• [Work to be completed]
Output the passage of the fuel pump harness thread below that runs between "Anyone know where" and "something out there.", inclusive, copied word for word.

• [Article]
** Start **

# Looking for Fuel pump wire harness



## RichinNO (Jan 18, 2006)

I have a '98 Altima. I must have had a loose/poor connection where the fuel pump wire harness attaches to the bottom of the plate at the top of the fuel tank. The result was that the plastic around the connection point of the plate and harness melted. I was able to buy a new plate from local Nissan dealer, but they are telling me that I will have to buy a new fuel sending unit to get the power supply harness for the fuel pump. The fuel sending unit is fine, and I really hate to spend 88 bucks for a part that I don't need in order to get that little wire harness. 

Anyone know where I might be able to get one without buying the whole fuel sending unit? Any suggestions on a safe alternative?

Thanks


----------



## KA24Tech (Feb 2, 2004)

You could build your own with wire, heat shrink tubing and connectors from Radio Shack. I would check the ground because it sounds like there was a lot of current going thru that. I don't know if this is an alternative but just throwing something out there.

Troy


----------



## RichinNO (Jan 18, 2006)

Thanks, I'll check for a good ground. Do you know if a special type of insulated wire is required in this application. I would think that standard wire insulation could not hold up to continuous immersion in gasoline.


----------



## KA24Tech (Feb 2, 2004)

** End **

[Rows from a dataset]
** Start **

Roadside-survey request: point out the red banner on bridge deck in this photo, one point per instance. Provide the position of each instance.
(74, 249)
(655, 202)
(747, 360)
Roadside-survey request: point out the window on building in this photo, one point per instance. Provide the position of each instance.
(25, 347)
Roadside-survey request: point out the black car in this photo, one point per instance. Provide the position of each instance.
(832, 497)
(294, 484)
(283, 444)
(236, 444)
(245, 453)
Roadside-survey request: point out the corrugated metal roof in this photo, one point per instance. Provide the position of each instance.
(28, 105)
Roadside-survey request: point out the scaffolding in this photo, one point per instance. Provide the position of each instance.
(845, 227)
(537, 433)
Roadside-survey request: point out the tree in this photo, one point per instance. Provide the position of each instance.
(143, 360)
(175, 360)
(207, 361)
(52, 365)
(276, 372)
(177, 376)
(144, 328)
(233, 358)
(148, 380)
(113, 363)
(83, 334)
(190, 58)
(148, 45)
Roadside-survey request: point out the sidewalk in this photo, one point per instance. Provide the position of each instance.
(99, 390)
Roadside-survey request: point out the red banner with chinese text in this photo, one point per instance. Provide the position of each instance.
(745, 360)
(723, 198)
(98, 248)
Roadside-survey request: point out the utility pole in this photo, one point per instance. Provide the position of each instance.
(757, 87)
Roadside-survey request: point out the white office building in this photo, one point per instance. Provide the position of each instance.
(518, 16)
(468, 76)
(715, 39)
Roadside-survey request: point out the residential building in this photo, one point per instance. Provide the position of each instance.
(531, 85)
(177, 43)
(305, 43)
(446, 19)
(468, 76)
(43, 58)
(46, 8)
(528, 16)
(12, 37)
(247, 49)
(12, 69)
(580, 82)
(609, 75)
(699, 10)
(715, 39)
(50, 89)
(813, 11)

** End **
** Start **

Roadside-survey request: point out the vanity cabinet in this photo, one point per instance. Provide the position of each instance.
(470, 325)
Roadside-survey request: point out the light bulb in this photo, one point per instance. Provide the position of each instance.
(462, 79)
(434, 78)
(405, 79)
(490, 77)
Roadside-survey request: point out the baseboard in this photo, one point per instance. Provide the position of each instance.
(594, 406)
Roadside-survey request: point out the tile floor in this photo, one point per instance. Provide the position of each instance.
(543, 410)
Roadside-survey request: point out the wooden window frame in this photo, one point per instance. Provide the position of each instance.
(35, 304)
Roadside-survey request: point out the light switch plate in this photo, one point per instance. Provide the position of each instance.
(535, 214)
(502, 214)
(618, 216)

** End **

• [Task output]
Anyone know where I might be able to get one without buying the whole fuel sending unit? Any suggestions on a safe alternative?

Thanks


----------



## KA24Tech (Feb 2, 2004)

You could build your own with wire, heat shrink tubing and connectors from Radio Shack. I would check the ground because it sounds like there was a lot of current going thru that. I don't know if this is an alternative but just throwing something out there.